## WHAT YOU HAVE TO DO
List each line of the material below that contains the string "need".

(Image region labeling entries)

++++++++

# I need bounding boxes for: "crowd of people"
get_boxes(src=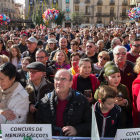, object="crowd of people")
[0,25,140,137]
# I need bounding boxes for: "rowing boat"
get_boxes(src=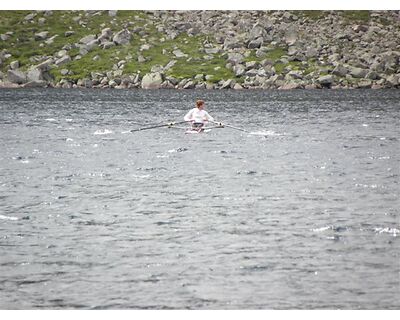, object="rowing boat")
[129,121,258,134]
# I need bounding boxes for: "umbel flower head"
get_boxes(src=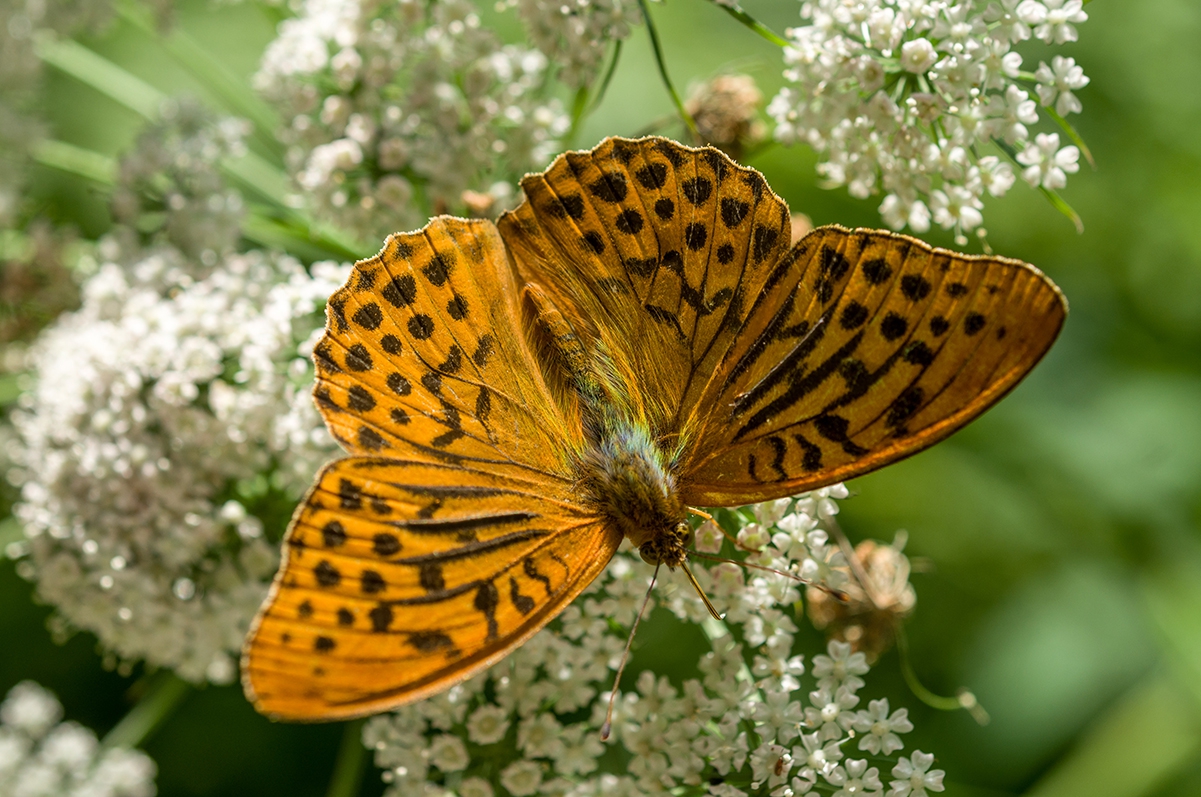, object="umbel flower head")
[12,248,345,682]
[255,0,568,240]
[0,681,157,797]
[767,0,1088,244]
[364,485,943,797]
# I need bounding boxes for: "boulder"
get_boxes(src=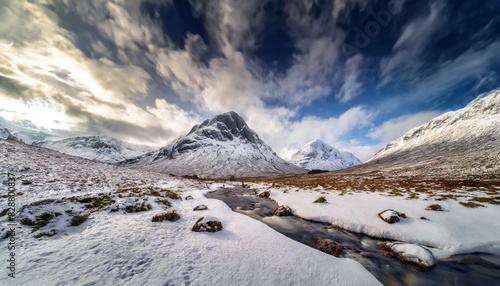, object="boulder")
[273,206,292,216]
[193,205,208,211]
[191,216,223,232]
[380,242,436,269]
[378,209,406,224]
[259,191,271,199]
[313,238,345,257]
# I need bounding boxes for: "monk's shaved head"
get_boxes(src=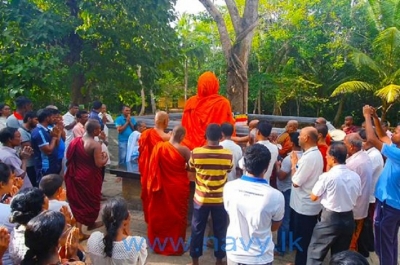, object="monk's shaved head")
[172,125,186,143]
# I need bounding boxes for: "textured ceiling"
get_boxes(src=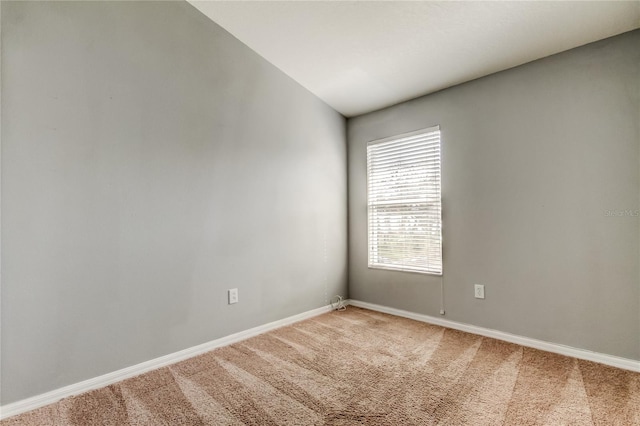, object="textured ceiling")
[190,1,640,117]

++++++++

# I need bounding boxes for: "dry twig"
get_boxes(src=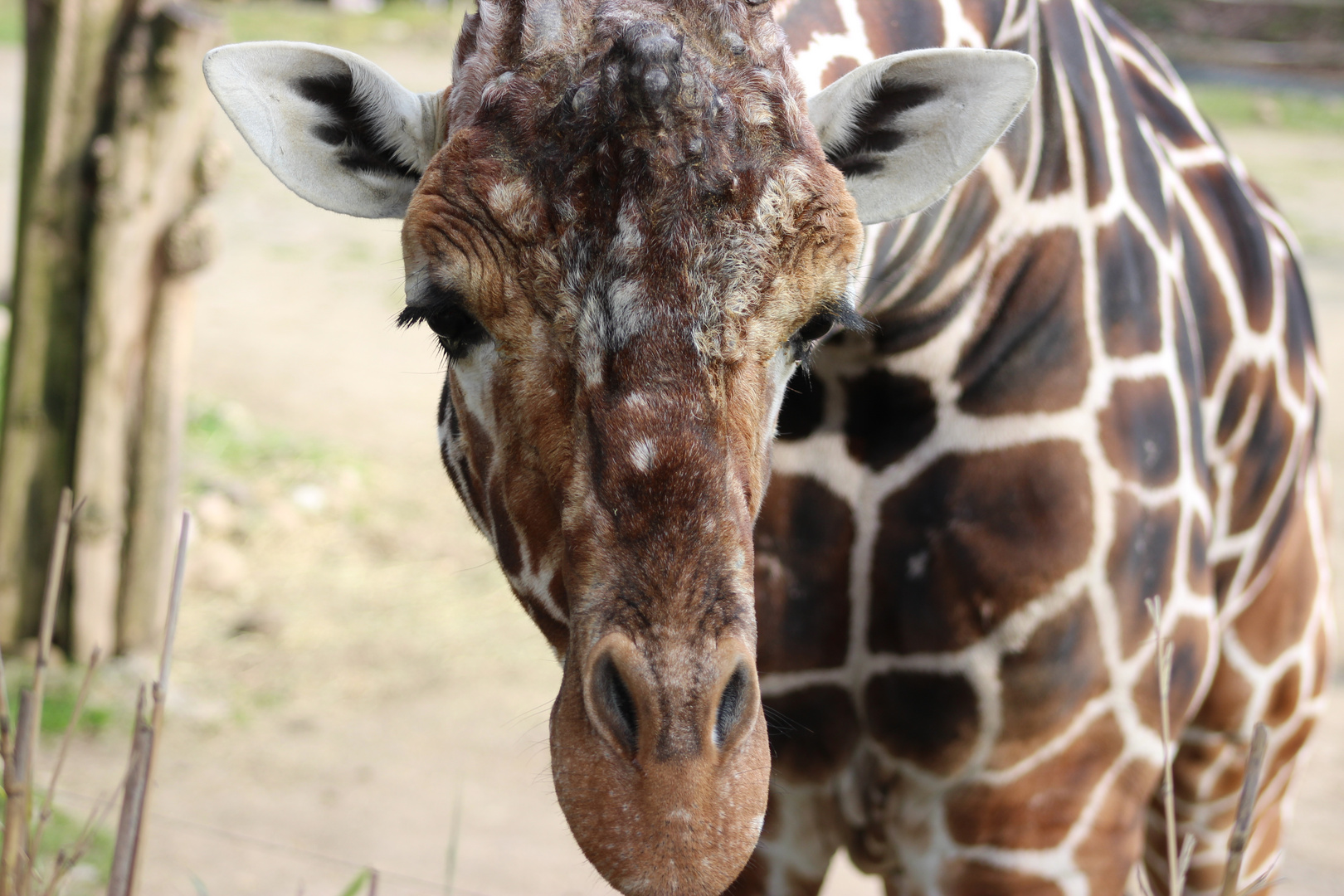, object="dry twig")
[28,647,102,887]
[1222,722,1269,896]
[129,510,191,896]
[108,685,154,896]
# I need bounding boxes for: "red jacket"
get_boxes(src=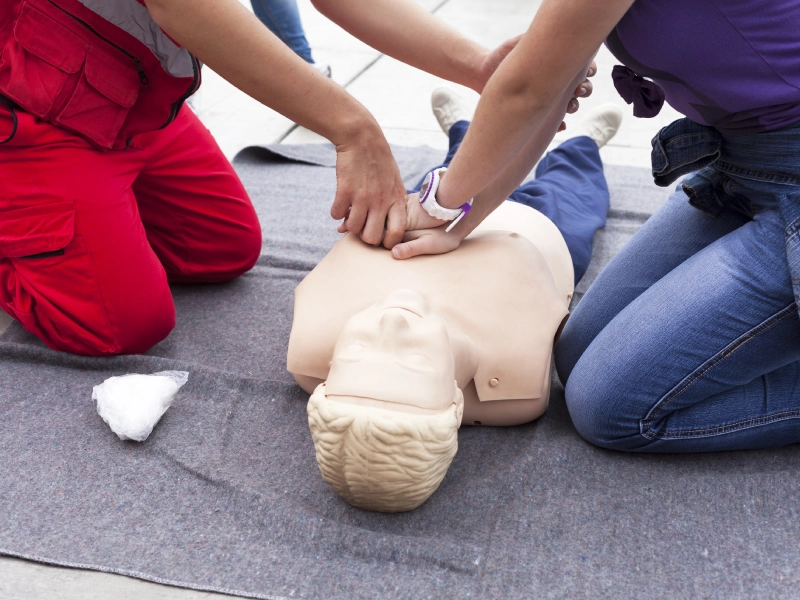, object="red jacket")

++++++++

## EXERCISE ANSWER
# I need bounding boxes for: "crowd of people"
# I need bounding boxes for: "rowing boat"
# I need bounding boxes for: "umbel flower head"
# I need bounding boxes for: "boulder"
# I need bounding boxes for: "monk's shaved head"
# I need bounding boxes for: "textured ceiling"
# I need bounding boxes for: "dry twig"
# I need bounding boxes for: "red jacket"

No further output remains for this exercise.